▸ **Exercise requirements**
Output the listing below line for line, without changing any wording, and leave out the pictures.

▸ **Extracted information**
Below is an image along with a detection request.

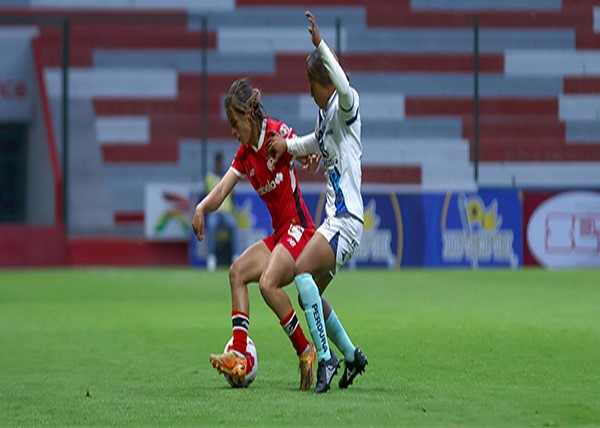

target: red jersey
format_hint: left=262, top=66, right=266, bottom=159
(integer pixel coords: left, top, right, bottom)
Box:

▸ **Written answer**
Below is an image along with a detection request.


target: red jersey
format_hint: left=262, top=66, right=266, bottom=159
(integer pixel coords: left, top, right, bottom)
Box:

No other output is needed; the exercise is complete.